__Required action__.
Transcribe the data exactly.

__Given data__.
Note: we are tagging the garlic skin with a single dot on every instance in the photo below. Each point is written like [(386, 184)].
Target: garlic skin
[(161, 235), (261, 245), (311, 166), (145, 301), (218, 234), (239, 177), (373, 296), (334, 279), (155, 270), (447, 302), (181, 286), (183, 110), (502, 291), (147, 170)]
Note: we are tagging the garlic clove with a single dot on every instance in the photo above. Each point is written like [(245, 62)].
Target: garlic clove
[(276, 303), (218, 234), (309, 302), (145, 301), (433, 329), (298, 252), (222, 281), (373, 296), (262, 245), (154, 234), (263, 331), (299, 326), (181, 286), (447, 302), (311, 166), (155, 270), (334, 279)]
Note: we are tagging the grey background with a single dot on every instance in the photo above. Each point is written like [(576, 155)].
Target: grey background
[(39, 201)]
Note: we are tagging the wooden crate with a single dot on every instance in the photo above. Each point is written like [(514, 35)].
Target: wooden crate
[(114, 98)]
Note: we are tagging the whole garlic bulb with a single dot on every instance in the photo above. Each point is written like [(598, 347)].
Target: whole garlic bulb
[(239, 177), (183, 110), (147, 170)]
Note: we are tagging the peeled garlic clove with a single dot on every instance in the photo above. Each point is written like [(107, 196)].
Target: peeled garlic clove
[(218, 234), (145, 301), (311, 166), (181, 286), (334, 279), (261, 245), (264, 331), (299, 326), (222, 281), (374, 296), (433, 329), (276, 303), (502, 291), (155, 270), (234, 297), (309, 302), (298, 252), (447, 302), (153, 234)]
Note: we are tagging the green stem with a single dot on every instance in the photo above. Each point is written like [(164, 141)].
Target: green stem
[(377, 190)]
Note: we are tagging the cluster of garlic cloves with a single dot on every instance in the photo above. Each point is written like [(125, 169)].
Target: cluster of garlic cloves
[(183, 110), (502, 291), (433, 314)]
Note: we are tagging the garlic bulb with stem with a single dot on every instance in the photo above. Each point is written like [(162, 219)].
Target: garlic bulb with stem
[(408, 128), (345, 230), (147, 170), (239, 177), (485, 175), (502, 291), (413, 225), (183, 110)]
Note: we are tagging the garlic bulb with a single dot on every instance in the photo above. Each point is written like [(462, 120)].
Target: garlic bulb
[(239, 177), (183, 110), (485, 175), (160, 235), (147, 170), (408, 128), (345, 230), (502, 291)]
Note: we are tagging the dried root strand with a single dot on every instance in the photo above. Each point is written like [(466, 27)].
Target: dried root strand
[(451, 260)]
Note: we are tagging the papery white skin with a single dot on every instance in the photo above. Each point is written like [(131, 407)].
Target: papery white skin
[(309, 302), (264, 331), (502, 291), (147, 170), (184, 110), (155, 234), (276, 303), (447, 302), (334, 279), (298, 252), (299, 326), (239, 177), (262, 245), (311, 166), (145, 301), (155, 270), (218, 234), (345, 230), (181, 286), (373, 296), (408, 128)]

__Answer to this exercise__.
Note: we are tagging the garlic skin with a single dot on every instance in the photo below. Each point is written like [(386, 184)].
Target: garlic skin
[(161, 235), (261, 245), (311, 166), (145, 301), (218, 234), (239, 177), (373, 296), (334, 279), (155, 270), (447, 302), (181, 286), (183, 110), (502, 291), (147, 170)]
Note: we are tagging the garlic clove with a single dot on every instance in the photo above. Each point is written like [(245, 62)].
Target: garlic clove
[(276, 303), (218, 234), (309, 302), (145, 301), (433, 329), (298, 252), (222, 281), (373, 296), (262, 245), (154, 234), (263, 331), (299, 326), (181, 286), (447, 302), (311, 166), (155, 270), (334, 279)]
Note: we are tagging the grey background with a single dot on every instance in the photo above. Each point is written like [(576, 155)].
Target: grey background
[(39, 201)]
Note: we are tagging the wooden crate with a single dot on every instance in the photo above. Each point is written like [(514, 35)].
Target: wooden crate
[(114, 98)]
Note: we are tagging the whole garlic bulb with a single dot on every instance in the photo above. Each point is written like [(598, 347)].
Target: whole garlic bulb
[(239, 177), (183, 110), (147, 170)]
Note: we are tagging the peeled garlic clove with a single dot on every instance in the photo above. Each point is written like [(107, 196)].
Target: peeled garlic clove
[(218, 234), (145, 301), (311, 166), (181, 286), (334, 279), (261, 245), (264, 331), (299, 326), (222, 281), (374, 296), (433, 329), (276, 303), (502, 291), (155, 270), (234, 297), (309, 302), (298, 252), (447, 302), (153, 234)]
Note: we are tagging the green stem with a single dot on every instance in the photo above. Each point is written like [(164, 141)].
Target: green stem
[(377, 190)]
Note: we are tagging the cluster of garlic cloves with a single dot on every instance in the photo above. Each point is written like [(125, 169)].
Target: cluster of garlic cloves
[(183, 110), (502, 291), (433, 314)]
Note: we are tagging the garlic bulb with stem with a single dot on every instance in the photo above. Each point is written like [(162, 219)].
Target: garlic bulb with stem
[(408, 128), (345, 230), (147, 170), (239, 177), (485, 175), (502, 291), (413, 225), (183, 110)]
Note: we are tagging the garlic bulb with a single dot on every instance in the photo above. Each point is written like [(462, 120)].
Target: garlic bulb
[(239, 177), (183, 110), (485, 175), (160, 235), (147, 170), (408, 128), (345, 230), (502, 291)]
Note: we are tagging the dried root strand with a single dot on every instance in the photo above. Each point is written like [(466, 27)].
Target: dried root strand
[(451, 260)]
Note: we are tagging the papery white skin with a single dot on every instance in the photo above. Each point is written like [(131, 407)].
Target: papery white skin
[(309, 302), (264, 331), (502, 291), (147, 170), (184, 110), (155, 234), (276, 303), (447, 302), (334, 279), (298, 252), (299, 326), (239, 177), (262, 245), (311, 166), (145, 301), (155, 270), (218, 234), (345, 230), (181, 286), (373, 296), (408, 128)]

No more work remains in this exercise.